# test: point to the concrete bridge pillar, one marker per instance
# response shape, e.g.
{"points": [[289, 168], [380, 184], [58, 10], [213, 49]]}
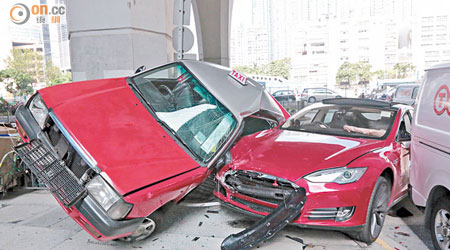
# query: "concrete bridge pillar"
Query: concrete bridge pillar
{"points": [[112, 38]]}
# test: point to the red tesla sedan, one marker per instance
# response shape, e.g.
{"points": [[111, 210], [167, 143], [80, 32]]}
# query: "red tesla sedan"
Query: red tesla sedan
{"points": [[350, 155]]}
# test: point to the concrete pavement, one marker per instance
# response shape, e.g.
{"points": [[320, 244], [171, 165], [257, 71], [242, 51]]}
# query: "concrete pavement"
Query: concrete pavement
{"points": [[34, 220]]}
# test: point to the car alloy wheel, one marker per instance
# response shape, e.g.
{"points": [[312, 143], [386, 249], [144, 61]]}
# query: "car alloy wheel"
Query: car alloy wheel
{"points": [[442, 228], [379, 211], [376, 212]]}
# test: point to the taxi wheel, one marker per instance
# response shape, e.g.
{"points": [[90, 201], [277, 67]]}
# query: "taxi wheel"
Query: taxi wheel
{"points": [[151, 224], [204, 191], [376, 214], [440, 224]]}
—————
- WHAT YOU WILL DO -
Leave out the images and write out the listing above exactly.

- ANSWER SECTION -
# test: point to the concrete bridge pillar, one marker per instance
# response shape, e.g.
{"points": [[289, 168], [380, 184], [58, 10], [213, 49]]}
# query: "concrete bridge pillar"
Query: concrete bridge pillar
{"points": [[112, 38]]}
# test: point to the red tesla sedan, one marker per instance
# response shape, e.g.
{"points": [[111, 210], [167, 143], [80, 32]]}
# query: "red tesla sedan"
Query: red tesla sedan
{"points": [[350, 155]]}
# test: point to the concrete pavement, one marker per instance
# response shape, e.g.
{"points": [[320, 244], [171, 165], [257, 71], [242, 51]]}
# query: "concrete pavement"
Query: concrete pavement
{"points": [[34, 220]]}
# test: point to the car alloy wheel, one marker per instance
# response shape, e.g.
{"points": [[312, 143], [386, 249], [144, 61]]}
# query: "car alloy wheel"
Query: car alloy wheel
{"points": [[442, 228], [379, 211], [376, 212]]}
# test: point to the taxi wheel, one marker per instance
# response shape, e.g.
{"points": [[90, 201], [277, 67]]}
# query: "taxi wheel"
Query: taxi wheel
{"points": [[151, 224], [204, 191], [376, 214], [440, 224]]}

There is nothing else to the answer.